Task statement: The answer is all of the data, repeated exactly.

[[ Given information, beginning ]]

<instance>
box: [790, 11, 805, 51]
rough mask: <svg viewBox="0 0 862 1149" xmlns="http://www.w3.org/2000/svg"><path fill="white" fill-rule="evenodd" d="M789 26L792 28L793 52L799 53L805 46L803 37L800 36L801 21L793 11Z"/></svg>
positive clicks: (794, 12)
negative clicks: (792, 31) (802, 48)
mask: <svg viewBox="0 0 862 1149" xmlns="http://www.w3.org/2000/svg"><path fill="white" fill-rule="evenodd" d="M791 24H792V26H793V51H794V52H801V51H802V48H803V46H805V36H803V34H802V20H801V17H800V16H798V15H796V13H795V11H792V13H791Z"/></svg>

[[ Given information, end ]]

Solution to this problem:
<instance>
box: [790, 11, 805, 51]
rough mask: <svg viewBox="0 0 862 1149" xmlns="http://www.w3.org/2000/svg"><path fill="white" fill-rule="evenodd" d="M789 26L792 28L793 52L799 53L805 46L803 37L800 36L801 21L793 11Z"/></svg>
positive clicks: (794, 12)
negative clicks: (792, 31) (802, 48)
mask: <svg viewBox="0 0 862 1149" xmlns="http://www.w3.org/2000/svg"><path fill="white" fill-rule="evenodd" d="M791 24H792V26H793V51H794V52H801V51H802V48H803V46H805V36H803V34H802V20H801V17H800V16H798V15H796V13H795V11H792V13H791Z"/></svg>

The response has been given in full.